• **Texte fourni**
Le 1er avril 1768, les deux navires de l'expédition Bougainville arrivent en vue de Tahiti. Cinq jours plus tard, le 6 avril, ils accostent après s'être assurés de la qualité du mouillage.
Tandis que les marins descendent à terre, les indigènes ont très vite fait de se lancer à la poursuite de l'un d'eux en criant « ayenene ! », c'est-à-dire « fille ! » Ainsi prend fin une rumeur qui agitait l'équipage depuis plusieurs mois : ledit marin, qui se présente comme le secrétaire du naturaliste Commerson, est du sexe féminin, en violation de toutes les règles de la marine de cette époque !...
Les « Lumières » à la conquête du monde
Reprenons l'histoire depuis le début. Nous sommes le 1er février 1767, dans le port de Rochefort. C'est le grand jour du départ pour la flûte L'Étoile, second navire de l'expédition Bougainville (le premier, La Boudeuse, est partie le 15 novembre 1766 de Nantes en vue d'explorer d'abord les Malouines).
Sur les quais, un personnage se fait remarquer : il s'agit de Philibert Commerson, savant déjà réputé, nommé naturaliste du Roi pour l'occasion. Mais Commerson n'est pas un scientifique comme les autres : il est connu pour son caractère difficile et sa franchise qui lui ont valu de nombreux ennemis.

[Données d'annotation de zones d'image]
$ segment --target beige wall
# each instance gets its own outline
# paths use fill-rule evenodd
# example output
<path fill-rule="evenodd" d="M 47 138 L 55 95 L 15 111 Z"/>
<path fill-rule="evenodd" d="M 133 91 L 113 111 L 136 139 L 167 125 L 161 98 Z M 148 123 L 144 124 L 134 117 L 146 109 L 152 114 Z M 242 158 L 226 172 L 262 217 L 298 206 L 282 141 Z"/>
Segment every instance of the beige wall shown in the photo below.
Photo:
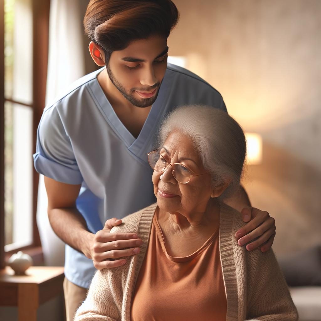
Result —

• **Consignes écrites**
**a.** D'après le texte sur l'expédition Bougainville, de quel port la flûte L'Étoile part-elle le 1er février 1767 ?
**b.** Comptez les lignes qui contiennent la chaîne « rule », en tenant compte des majuscules et des minuscules. Donnez uniquement le nombre.

• **Réponses par consigne**
**a.** Du port de Rochefort.

**b.** 3